Image object location entries:
┏━━

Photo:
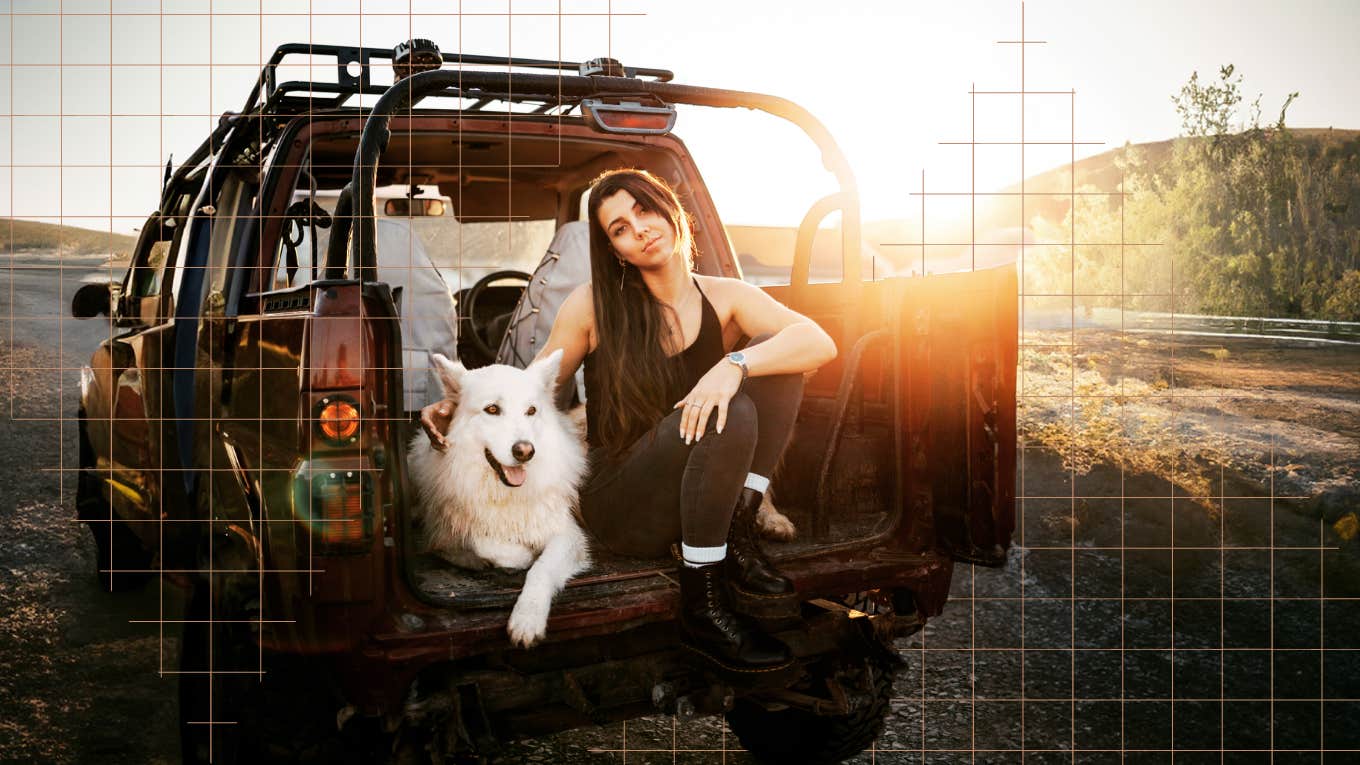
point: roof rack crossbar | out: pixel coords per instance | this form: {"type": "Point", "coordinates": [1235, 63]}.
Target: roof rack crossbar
{"type": "Point", "coordinates": [268, 89]}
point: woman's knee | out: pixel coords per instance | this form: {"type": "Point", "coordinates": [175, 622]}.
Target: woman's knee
{"type": "Point", "coordinates": [774, 391]}
{"type": "Point", "coordinates": [743, 419]}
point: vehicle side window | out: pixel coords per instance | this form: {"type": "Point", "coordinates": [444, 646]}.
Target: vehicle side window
{"type": "Point", "coordinates": [233, 218]}
{"type": "Point", "coordinates": [147, 275]}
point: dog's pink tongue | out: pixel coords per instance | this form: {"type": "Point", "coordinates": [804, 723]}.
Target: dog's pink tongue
{"type": "Point", "coordinates": [514, 474]}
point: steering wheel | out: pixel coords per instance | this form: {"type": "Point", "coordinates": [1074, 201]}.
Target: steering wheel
{"type": "Point", "coordinates": [473, 293]}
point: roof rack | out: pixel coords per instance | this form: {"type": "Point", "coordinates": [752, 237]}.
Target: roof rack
{"type": "Point", "coordinates": [354, 78]}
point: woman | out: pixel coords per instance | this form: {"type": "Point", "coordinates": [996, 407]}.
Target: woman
{"type": "Point", "coordinates": [683, 436]}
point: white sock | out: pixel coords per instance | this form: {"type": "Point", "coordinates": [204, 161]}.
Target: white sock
{"type": "Point", "coordinates": [695, 557]}
{"type": "Point", "coordinates": [758, 482]}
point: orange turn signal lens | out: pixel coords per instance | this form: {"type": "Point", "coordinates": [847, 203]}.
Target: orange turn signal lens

┗━━

Objective:
Put the lines above into a JSON list of strings, one string per line, with blank lines left out. Leave the pictures out of your answer.

Answer for this exercise:
[
  "Photo:",
  "point: roof rack crossbar | out: pixel coords per instance | this form: {\"type\": \"Point\", \"coordinates\": [1235, 63]}.",
  "Target: roof rack crossbar",
  "{\"type\": \"Point\", \"coordinates\": [268, 89]}",
  "point: woman's knee | out: pixel coords per instance | this form: {\"type\": \"Point\", \"coordinates\": [175, 622]}.",
  "Target: woman's knee",
  "{\"type\": \"Point\", \"coordinates\": [774, 391]}",
  "{\"type\": \"Point\", \"coordinates\": [743, 419]}",
  "point: vehicle side window | out: pixel coords per instance | this form: {\"type\": \"Point\", \"coordinates\": [444, 646]}.",
  "Target: vehicle side window",
  "{\"type\": \"Point\", \"coordinates\": [233, 218]}",
  "{\"type\": \"Point\", \"coordinates\": [147, 275]}",
  "point: dog's pink tongue | out: pixel coords per instance | this form: {\"type\": \"Point\", \"coordinates\": [804, 723]}.",
  "Target: dog's pink tongue",
  "{\"type\": \"Point\", \"coordinates\": [514, 474]}",
  "point: steering wheel | out: pixel coords per instance | this form: {\"type\": \"Point\", \"coordinates\": [1074, 201]}.",
  "Target: steering wheel",
  "{\"type\": \"Point\", \"coordinates\": [473, 293]}",
  "point: roof rack | out: pixel coords per instance | this form: {\"type\": \"Point\", \"coordinates\": [752, 237]}.",
  "Target: roof rack",
  "{\"type\": \"Point\", \"coordinates\": [354, 78]}",
  "point: woman | out: pixel coords per instance | this form: {\"type\": \"Point\", \"coordinates\": [996, 407]}.",
  "Target: woman",
  "{\"type\": \"Point\", \"coordinates\": [683, 436]}",
  "point: white sock | out: pixel coords per instance | this form: {\"type\": \"Point\", \"coordinates\": [204, 161]}.",
  "Target: white sock",
  "{\"type\": \"Point\", \"coordinates\": [695, 557]}",
  "{\"type\": \"Point\", \"coordinates\": [758, 482]}",
  "point: orange turn signal lens | out: pixel coords per instance | this form: {\"type\": \"Point\", \"coordinates\": [847, 203]}.",
  "Target: orange turn signal lens"
]